▶ **EXERCISE**
Retype each entry below precisely as it reads.

Records from a collection
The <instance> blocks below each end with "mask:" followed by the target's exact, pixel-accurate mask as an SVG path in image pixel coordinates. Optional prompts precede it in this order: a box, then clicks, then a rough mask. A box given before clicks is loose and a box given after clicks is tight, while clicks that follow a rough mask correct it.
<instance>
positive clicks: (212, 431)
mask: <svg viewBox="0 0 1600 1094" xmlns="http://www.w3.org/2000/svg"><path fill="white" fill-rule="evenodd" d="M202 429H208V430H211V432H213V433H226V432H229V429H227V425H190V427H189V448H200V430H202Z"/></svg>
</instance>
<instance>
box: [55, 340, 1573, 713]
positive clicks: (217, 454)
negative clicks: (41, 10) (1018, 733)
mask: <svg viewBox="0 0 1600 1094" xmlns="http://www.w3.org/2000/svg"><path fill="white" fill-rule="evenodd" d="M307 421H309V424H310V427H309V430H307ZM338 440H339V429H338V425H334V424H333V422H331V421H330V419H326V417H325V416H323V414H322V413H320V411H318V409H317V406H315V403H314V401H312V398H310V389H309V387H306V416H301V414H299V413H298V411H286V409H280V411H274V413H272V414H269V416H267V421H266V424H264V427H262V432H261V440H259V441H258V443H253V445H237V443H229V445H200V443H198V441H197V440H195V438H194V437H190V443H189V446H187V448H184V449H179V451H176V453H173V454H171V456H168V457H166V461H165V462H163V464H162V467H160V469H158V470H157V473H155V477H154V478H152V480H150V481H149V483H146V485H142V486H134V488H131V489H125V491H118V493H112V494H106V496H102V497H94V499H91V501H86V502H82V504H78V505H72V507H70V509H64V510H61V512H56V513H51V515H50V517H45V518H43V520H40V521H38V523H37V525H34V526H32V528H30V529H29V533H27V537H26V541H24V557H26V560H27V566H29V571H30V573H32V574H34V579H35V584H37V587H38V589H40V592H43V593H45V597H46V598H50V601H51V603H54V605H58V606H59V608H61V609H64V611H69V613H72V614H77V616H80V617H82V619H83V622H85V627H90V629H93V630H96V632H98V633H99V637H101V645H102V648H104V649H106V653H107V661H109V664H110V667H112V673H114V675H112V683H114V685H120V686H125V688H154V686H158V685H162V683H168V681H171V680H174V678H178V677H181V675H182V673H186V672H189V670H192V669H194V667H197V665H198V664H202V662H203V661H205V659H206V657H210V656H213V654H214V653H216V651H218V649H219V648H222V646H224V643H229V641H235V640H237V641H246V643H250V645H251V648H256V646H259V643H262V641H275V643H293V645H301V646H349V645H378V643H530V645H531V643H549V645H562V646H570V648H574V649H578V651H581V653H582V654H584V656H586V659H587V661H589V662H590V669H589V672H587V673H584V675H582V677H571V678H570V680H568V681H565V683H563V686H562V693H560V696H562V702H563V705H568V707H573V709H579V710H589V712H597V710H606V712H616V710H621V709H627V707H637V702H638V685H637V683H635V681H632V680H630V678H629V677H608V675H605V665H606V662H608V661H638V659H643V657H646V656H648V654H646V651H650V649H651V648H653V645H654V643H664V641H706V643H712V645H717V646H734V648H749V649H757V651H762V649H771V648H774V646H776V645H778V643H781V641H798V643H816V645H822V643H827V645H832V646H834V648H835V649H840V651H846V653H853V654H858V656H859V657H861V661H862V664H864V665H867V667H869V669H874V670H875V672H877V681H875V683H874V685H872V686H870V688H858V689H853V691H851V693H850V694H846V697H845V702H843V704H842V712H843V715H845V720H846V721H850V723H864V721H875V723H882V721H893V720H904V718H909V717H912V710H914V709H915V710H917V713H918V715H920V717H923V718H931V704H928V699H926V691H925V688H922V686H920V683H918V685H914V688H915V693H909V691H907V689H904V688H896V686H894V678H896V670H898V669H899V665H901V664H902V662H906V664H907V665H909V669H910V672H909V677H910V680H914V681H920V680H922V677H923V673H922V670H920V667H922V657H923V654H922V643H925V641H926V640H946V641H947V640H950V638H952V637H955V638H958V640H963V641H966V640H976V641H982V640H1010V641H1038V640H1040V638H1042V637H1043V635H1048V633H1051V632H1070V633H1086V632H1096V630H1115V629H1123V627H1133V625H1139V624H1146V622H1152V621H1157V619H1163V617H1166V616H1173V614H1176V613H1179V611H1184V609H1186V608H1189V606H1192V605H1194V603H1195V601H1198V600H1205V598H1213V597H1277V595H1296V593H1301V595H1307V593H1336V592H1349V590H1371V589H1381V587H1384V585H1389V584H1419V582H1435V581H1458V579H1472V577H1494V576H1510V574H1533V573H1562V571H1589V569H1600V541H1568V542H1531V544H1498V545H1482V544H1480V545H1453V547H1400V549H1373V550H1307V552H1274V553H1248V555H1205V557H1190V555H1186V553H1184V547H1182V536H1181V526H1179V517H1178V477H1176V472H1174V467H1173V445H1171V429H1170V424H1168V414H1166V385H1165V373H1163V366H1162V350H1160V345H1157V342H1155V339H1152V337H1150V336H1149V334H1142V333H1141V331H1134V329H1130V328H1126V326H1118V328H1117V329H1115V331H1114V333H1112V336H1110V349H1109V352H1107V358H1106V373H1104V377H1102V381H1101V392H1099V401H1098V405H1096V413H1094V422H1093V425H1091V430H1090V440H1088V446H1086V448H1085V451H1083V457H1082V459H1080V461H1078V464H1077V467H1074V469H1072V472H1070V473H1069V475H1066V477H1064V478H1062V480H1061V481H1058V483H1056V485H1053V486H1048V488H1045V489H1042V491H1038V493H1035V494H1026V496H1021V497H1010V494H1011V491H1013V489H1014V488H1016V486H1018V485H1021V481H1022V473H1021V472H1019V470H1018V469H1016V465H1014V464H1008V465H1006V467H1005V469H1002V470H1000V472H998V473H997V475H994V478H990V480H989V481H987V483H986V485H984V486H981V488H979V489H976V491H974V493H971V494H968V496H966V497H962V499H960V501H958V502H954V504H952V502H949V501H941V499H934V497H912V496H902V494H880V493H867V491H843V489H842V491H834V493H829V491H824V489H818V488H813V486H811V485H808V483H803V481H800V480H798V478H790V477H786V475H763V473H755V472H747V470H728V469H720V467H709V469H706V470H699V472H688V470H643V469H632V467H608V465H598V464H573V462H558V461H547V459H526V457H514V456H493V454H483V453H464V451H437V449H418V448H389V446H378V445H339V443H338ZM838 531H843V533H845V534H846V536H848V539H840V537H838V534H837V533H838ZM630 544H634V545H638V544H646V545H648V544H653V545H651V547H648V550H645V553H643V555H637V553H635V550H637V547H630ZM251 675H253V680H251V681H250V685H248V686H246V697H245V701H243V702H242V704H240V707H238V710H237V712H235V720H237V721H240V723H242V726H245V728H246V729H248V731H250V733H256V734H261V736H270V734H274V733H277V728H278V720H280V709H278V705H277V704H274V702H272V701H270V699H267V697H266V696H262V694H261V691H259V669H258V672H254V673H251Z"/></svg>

▶ **WRITTEN RESPONSE**
The <instance> blocks below each end with "mask:" followed by the target's exact, pixel-accurate mask as an SVG path in image pixel coordinates. Optional prompts precede it in this order: a box, then clicks, then a rough mask. A box given before clicks is loose and a box given after clicks is tight, while clicks that follow a rough mask correct it.
<instance>
positive clicks: (212, 431)
mask: <svg viewBox="0 0 1600 1094" xmlns="http://www.w3.org/2000/svg"><path fill="white" fill-rule="evenodd" d="M202 429H208V430H211V432H213V433H226V432H229V429H227V425H190V427H189V448H200V430H202Z"/></svg>
</instance>
<instance>
box: [55, 340, 1573, 713]
positive clicks: (217, 454)
negative clicks: (41, 10) (1018, 733)
mask: <svg viewBox="0 0 1600 1094" xmlns="http://www.w3.org/2000/svg"><path fill="white" fill-rule="evenodd" d="M307 421H309V424H310V427H309V430H307ZM338 440H339V429H338V425H334V424H333V422H331V421H330V419H326V417H325V416H323V414H322V413H320V411H318V409H317V406H315V403H314V401H312V398H310V389H309V387H306V416H301V414H299V413H298V411H286V409H280V411H274V413H272V414H269V416H267V421H266V424H264V427H262V432H261V440H259V441H258V443H253V445H237V443H229V445H200V443H198V441H197V440H195V438H194V437H190V443H189V446H187V448H184V449H179V451H176V453H173V454H171V456H168V457H166V461H165V462H163V464H162V467H160V469H158V470H157V473H155V477H154V478H152V480H150V481H149V483H146V485H142V486H134V488H131V489H125V491H118V493H112V494H106V496H102V497H94V499H91V501H86V502H82V504H78V505H72V507H70V509H64V510H61V512H56V513H51V515H50V517H45V518H43V520H40V521H38V523H37V525H34V526H32V528H30V529H29V533H27V537H26V541H24V557H26V560H27V566H29V571H30V573H32V574H34V579H35V584H37V587H38V589H40V592H43V593H45V597H46V598H50V601H51V603H54V605H58V606H59V608H61V609H64V611H69V613H72V614H77V616H80V617H82V619H83V622H85V627H90V629H93V630H96V632H98V633H99V637H101V645H102V648H104V649H106V653H107V661H109V664H110V667H112V673H114V675H112V683H114V685H120V686H125V688H154V686H158V685H162V683H168V681H171V680H174V678H178V677H181V675H182V673H186V672H189V670H192V669H194V667H197V665H198V664H202V662H203V661H205V659H206V657H210V656H213V654H214V653H216V651H218V649H219V648H222V646H224V643H229V641H235V640H237V641H246V643H250V645H251V648H256V646H259V643H262V641H275V643H293V645H301V646H349V645H378V643H530V645H531V643H549V645H562V646H570V648H574V649H578V651H581V653H582V654H584V656H586V659H587V661H589V662H590V669H589V672H587V673H584V675H582V677H571V678H570V680H568V681H565V683H563V686H562V693H560V696H562V702H563V705H568V707H573V709H579V710H589V712H597V710H606V712H616V710H621V709H627V707H637V702H638V685H637V683H635V681H632V680H630V678H629V677H608V675H605V665H606V662H608V661H638V659H643V657H646V656H648V654H646V651H650V649H651V648H653V645H654V643H664V641H706V643H712V645H717V646H734V648H749V649H757V651H762V649H771V648H774V646H776V645H778V643H781V641H798V643H816V645H822V643H827V645H832V646H834V648H835V649H840V651H846V653H853V654H858V656H859V657H861V661H862V664H864V665H867V667H869V669H874V670H875V672H877V681H875V683H874V685H872V686H870V688H858V689H853V691H851V693H850V694H846V697H845V702H843V704H842V712H843V715H845V720H846V721H850V723H864V721H875V723H882V721H893V720H904V718H909V717H912V710H914V709H915V710H917V713H918V715H920V717H923V718H931V704H928V699H926V691H925V688H922V686H920V683H918V685H914V688H915V693H909V691H907V689H904V688H896V686H894V678H896V670H898V669H899V665H901V664H902V662H906V664H907V665H909V669H910V672H909V677H910V680H914V681H920V680H922V677H923V673H922V670H920V667H922V657H923V654H922V643H925V641H926V640H946V641H947V640H950V638H952V637H955V638H958V640H963V641H966V640H976V641H982V640H1010V641H1038V640H1040V638H1042V637H1043V635H1048V633H1051V632H1070V633H1086V632H1096V630H1115V629H1123V627H1133V625H1139V624H1146V622H1152V621H1157V619H1163V617H1166V616H1173V614H1176V613H1179V611H1184V609H1186V608H1189V606H1192V605H1194V603H1195V601H1198V600H1205V598H1213V597H1277V595H1296V593H1301V595H1307V593H1336V592H1349V590H1371V589H1381V587H1384V585H1389V584H1419V582H1435V581H1458V579H1472V577H1494V576H1510V574H1533V573H1562V571H1589V569H1600V541H1568V542H1531V544H1498V545H1482V544H1480V545H1453V547H1400V549H1373V550H1307V552H1274V553H1248V555H1205V557H1190V555H1186V553H1184V547H1182V536H1181V526H1179V517H1178V477H1176V472H1174V467H1173V445H1171V429H1170V424H1168V414H1166V385H1165V373H1163V366H1162V350H1160V345H1157V342H1155V339H1152V337H1150V336H1149V334H1142V333H1141V331H1134V329H1130V328H1126V326H1118V328H1117V329H1115V331H1114V333H1112V336H1110V349H1109V352H1107V358H1106V373H1104V377H1102V381H1101V392H1099V401H1098V405H1096V413H1094V422H1093V425H1091V430H1090V440H1088V446H1086V448H1085V451H1083V457H1082V459H1080V461H1078V464H1077V467H1074V469H1072V472H1070V473H1069V475H1066V477H1064V478H1062V480H1061V481H1058V483H1056V485H1053V486H1048V488H1045V489H1042V491H1038V493H1035V494H1026V496H1021V497H1010V494H1011V491H1013V489H1014V488H1016V486H1018V485H1021V481H1022V473H1021V472H1019V470H1018V469H1016V465H1014V464H1008V465H1006V467H1005V469H1002V470H1000V472H998V473H997V475H994V478H990V480H989V481H987V483H986V485H984V486H981V488H979V489H976V491H974V493H971V494H968V496H966V497H962V499H960V501H958V502H954V504H952V502H949V501H941V499H934V497H912V496H902V494H880V493H867V491H843V489H842V491H834V493H829V491H824V489H818V488H813V486H811V485H808V483H803V481H800V480H798V478H790V477H786V475H763V473H755V472H747V470H728V469H720V467H709V469H706V470H699V472H688V470H643V469H632V467H608V465H598V464H573V462H558V461H547V459H526V457H514V456H493V454H483V453H464V451H437V449H418V448H389V446H378V445H339V443H338ZM838 531H843V533H845V534H846V536H848V539H840V537H838V534H837V533H838ZM630 544H634V545H638V544H646V545H648V544H653V545H651V547H648V550H645V553H643V555H637V553H635V550H637V547H630ZM251 675H253V680H251V681H250V685H248V686H246V697H245V701H243V702H242V704H240V707H238V710H237V712H235V720H237V721H240V723H242V726H245V728H246V729H248V731H250V733H256V734H261V736H270V734H274V733H277V728H278V720H280V709H278V705H277V704H274V702H272V701H270V699H267V697H266V696H262V694H261V691H259V669H258V672H254V673H251Z"/></svg>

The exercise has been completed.